(Problem):
Would you repeat the listing exactly, without any of its images?

====================

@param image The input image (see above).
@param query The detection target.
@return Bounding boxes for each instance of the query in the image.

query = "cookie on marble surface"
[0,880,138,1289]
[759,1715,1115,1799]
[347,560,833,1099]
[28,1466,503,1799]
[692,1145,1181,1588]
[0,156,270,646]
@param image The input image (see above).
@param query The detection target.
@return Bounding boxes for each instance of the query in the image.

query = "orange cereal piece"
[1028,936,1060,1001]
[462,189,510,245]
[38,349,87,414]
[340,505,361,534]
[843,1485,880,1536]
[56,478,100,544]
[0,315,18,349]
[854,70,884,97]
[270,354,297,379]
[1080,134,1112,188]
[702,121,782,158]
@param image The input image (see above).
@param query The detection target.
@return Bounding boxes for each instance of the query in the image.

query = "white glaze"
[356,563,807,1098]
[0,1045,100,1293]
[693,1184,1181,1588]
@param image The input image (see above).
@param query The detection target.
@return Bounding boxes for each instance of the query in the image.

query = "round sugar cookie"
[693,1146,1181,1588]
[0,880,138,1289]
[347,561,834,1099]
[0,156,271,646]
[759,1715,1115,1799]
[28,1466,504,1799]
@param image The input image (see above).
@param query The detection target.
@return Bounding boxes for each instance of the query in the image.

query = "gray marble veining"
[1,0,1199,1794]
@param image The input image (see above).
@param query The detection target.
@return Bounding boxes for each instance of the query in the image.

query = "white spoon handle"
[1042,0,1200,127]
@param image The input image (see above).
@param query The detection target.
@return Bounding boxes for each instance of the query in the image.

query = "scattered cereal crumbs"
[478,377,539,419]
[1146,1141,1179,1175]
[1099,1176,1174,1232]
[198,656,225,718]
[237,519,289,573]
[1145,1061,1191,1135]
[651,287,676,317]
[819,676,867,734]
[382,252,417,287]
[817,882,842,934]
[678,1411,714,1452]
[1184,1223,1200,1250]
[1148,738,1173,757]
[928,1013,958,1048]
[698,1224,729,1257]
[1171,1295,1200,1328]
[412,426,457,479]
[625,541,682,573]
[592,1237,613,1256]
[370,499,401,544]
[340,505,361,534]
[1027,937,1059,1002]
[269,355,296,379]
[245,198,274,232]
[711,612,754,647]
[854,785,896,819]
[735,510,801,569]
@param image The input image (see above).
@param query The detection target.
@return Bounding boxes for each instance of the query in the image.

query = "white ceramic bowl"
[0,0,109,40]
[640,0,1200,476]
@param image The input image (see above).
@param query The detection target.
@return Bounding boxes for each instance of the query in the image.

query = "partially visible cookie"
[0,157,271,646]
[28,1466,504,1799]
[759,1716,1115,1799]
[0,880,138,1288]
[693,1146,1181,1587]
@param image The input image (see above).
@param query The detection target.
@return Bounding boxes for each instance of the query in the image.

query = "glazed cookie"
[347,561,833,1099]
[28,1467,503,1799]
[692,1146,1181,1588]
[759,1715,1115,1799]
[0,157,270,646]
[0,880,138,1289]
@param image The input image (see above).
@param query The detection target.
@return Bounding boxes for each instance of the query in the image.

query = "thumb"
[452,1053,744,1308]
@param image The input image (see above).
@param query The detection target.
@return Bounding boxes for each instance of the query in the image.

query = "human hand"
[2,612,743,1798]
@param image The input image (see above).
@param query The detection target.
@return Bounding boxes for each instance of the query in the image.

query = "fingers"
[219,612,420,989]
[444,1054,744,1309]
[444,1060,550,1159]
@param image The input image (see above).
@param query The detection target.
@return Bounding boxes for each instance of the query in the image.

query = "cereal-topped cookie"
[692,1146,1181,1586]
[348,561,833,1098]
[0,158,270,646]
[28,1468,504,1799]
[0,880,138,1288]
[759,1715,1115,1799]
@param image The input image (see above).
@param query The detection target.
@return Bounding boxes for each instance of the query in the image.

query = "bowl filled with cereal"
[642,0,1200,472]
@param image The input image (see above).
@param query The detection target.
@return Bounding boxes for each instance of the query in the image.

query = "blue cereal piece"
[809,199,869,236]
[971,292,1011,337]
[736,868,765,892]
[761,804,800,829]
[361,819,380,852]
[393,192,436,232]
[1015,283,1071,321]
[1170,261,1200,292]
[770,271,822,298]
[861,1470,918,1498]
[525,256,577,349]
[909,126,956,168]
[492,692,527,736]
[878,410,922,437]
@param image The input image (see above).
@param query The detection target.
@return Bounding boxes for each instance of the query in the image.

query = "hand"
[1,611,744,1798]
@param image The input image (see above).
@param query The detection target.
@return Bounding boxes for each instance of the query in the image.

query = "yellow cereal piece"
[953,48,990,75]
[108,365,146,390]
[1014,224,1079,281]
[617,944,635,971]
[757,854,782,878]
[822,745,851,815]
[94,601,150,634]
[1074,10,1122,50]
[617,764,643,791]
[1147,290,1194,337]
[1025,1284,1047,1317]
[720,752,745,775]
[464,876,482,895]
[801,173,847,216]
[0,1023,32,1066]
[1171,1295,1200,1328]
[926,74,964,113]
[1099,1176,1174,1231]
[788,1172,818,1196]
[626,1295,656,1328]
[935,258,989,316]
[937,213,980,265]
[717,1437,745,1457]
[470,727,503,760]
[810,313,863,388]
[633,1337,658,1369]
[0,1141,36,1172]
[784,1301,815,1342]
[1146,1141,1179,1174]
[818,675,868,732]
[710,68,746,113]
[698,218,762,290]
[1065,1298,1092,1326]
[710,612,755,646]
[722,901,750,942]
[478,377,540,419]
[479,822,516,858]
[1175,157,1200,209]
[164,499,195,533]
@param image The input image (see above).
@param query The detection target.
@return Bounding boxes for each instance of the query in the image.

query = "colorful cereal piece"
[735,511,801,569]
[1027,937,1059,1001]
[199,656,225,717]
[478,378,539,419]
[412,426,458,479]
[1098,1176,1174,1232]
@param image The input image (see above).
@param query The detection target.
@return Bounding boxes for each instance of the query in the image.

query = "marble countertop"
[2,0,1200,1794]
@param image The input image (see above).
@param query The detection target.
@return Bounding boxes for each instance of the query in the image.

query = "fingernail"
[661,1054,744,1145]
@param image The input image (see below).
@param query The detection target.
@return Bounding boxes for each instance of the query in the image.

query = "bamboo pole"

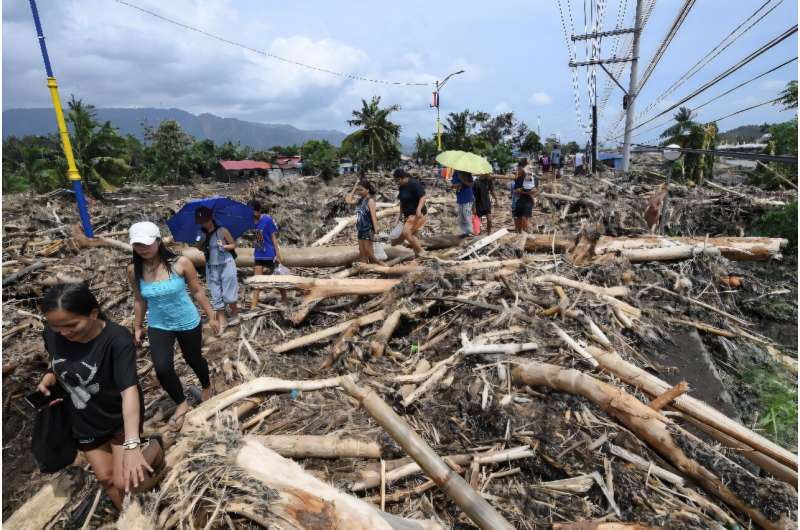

====================

(Task response):
@param image The input image (see above).
@param query The detection target.
@return Bounding boxes for each instance of the query in the image.

query = "cookie on marble surface"
[0,880,138,1289]
[759,1715,1115,1799]
[347,560,833,1099]
[28,1466,503,1799]
[692,1145,1181,1588]
[0,156,270,646]
@param image The input image (see above).
@param query The detection target.
@return Bounding boxes for each instance of the query in the image.

query = "orange cereal piece"
[1028,936,1060,1001]
[462,189,510,245]
[38,349,87,414]
[340,505,361,534]
[843,1485,880,1536]
[56,478,100,544]
[0,315,18,349]
[854,70,884,97]
[270,354,297,379]
[1080,134,1112,188]
[702,121,782,158]
@param image The input image (see above).
@param query The detection target.
@return Bounding boxes for each instance of the query in the image.

query = "white glaze"
[356,563,807,1098]
[0,1045,100,1293]
[693,1184,1181,1588]
@param image The input image (see above).
@param query The detection target.
@return Bounding boxes for each instance of the query in the image.

query = "round sugar cookie"
[693,1146,1181,1588]
[0,880,138,1289]
[347,561,834,1099]
[0,156,271,646]
[759,1715,1115,1799]
[28,1466,504,1799]
@param image The input image (see above).
@param query The detection target.
@return Bounding boxes for each instance of the query in the image.

query = "gray marble veining"
[1,0,1199,1794]
@param image The input image (see above).
@param query The detection target.
@return Bounding boxes for each instance of the query in the image.

query = "white spoon handle"
[1042,0,1200,127]
@param image The input image (see above).
@param query The detection target.
@return Bounding boxes for each instance of the query in the image.

query = "scattered cereal crumbs"
[478,377,539,419]
[1146,1141,1179,1175]
[1099,1176,1174,1232]
[198,656,225,718]
[237,519,289,573]
[1145,1061,1191,1135]
[651,287,676,317]
[819,676,867,734]
[382,252,417,287]
[817,882,842,934]
[678,1411,714,1452]
[1184,1223,1200,1250]
[1148,738,1173,757]
[928,1013,958,1048]
[698,1224,729,1257]
[1171,1295,1200,1328]
[412,426,457,479]
[625,541,682,573]
[592,1237,613,1256]
[370,499,401,544]
[340,505,361,534]
[1027,937,1059,1002]
[269,355,296,379]
[245,198,274,232]
[711,612,754,647]
[854,785,896,819]
[735,510,801,569]
@param image The input image (see above).
@param query The detection target.
@return Bounding boxes for each instance of the query in the image.

query = "white ceramic bowl"
[0,0,109,40]
[640,0,1200,476]
@param image The input image (see above).
@param query The detection target.
@return Bounding boxes for each instance of the query in the image.

query = "partially visible cookie"
[0,157,271,646]
[28,1466,504,1799]
[759,1716,1115,1799]
[0,880,138,1288]
[693,1146,1181,1587]
@param image The input image (see above).
@param query The detection target.
@return Bounding boxes for each instance of the query in the image.

query = "glazed cookie"
[347,561,833,1099]
[28,1467,503,1799]
[692,1146,1181,1588]
[759,1715,1115,1799]
[0,157,270,646]
[0,880,138,1289]
@param image The input image (see above).
@param query The detection target.
@return Bounding boxes for each instance of the query in the image.

query = "thumb"
[452,1053,744,1308]
@param image The input image (see above).
@param query The detection target.
@return Bounding boxes for each instance of the query in the image.

query = "human hand"
[2,612,743,1798]
@param image The input image (see above).
@param query The detection target.
@return Bounding boxes for each instance of the query in the image.

query = "fingers"
[219,612,420,989]
[444,1054,744,1309]
[444,1060,550,1159]
@param image The input image (see above).
@param query The detection target.
@return Bounding boxes for each instance of the query in the image.

query = "cereal-topped cookie"
[692,1146,1181,1586]
[348,561,833,1098]
[0,158,270,646]
[28,1468,504,1799]
[0,880,138,1288]
[759,1715,1115,1799]
@param image The input image (see above).
@param query The detection target.
@return Bounding boxes for each instance of the query in the image.

query = "bowl filled with cereal"
[642,0,1200,472]
@param image The input image (see above).
@param query The detection target.
@return Bounding boxes for each instance of the query in the image.

query = "blue cereal piece"
[809,199,869,236]
[971,292,1011,337]
[736,868,765,892]
[761,804,800,829]
[361,819,380,852]
[393,192,436,232]
[1015,283,1071,321]
[1170,261,1200,292]
[770,271,822,298]
[861,1470,918,1498]
[525,256,577,349]
[909,126,956,168]
[492,692,527,736]
[878,410,922,437]
@param image The input image (see above).
@param query The detection target.
@return Bounding boxes for each instance of the query in the image.

query = "hand"
[1,611,744,1798]
@param image The input image (see above).
@param query The detection target.
@return Bounding boxes for each instance of the query in the image.

query = "yellow cereal piece"
[953,48,990,75]
[108,365,146,390]
[1014,224,1079,281]
[617,944,635,971]
[757,854,782,878]
[822,745,851,815]
[94,601,150,634]
[1074,10,1122,50]
[617,764,643,791]
[1147,290,1194,337]
[1025,1284,1047,1317]
[720,752,745,775]
[464,876,482,895]
[801,173,847,216]
[0,1023,32,1066]
[1171,1295,1200,1328]
[926,74,964,113]
[1099,1176,1174,1231]
[788,1172,818,1196]
[626,1295,656,1328]
[935,258,989,316]
[937,213,980,265]
[717,1437,745,1457]
[470,727,503,760]
[810,313,863,388]
[633,1337,658,1369]
[0,1141,36,1172]
[784,1301,815,1342]
[1146,1141,1179,1174]
[818,675,868,732]
[710,68,746,113]
[698,218,762,290]
[1065,1298,1092,1326]
[710,612,755,646]
[722,901,750,942]
[478,377,540,419]
[479,822,516,858]
[1175,157,1200,209]
[164,499,195,533]
@param image The input image (see above).
@param query The detection target.
@return Bounding boxes for each instance of the query in the image.

query = "colorful cereal piece"
[735,511,801,569]
[1027,937,1059,1001]
[199,656,225,717]
[478,378,539,419]
[412,426,458,479]
[1098,1176,1174,1232]
@param image The input image (see above).
@param query The detection target.
@return Bounding boxes for each instance of the query in the image.

query = "marble countertop"
[2,0,1200,1794]
@param image The input image (see above).
@param query The detection target.
@return Bounding boxes for each instance of the query in the image.

query = "fingernail"
[661,1054,744,1145]
@param image The input image (see below).
@param query The detection target.
@return Bounding boxes for each instance of the query in the image.

query = "bamboo pole"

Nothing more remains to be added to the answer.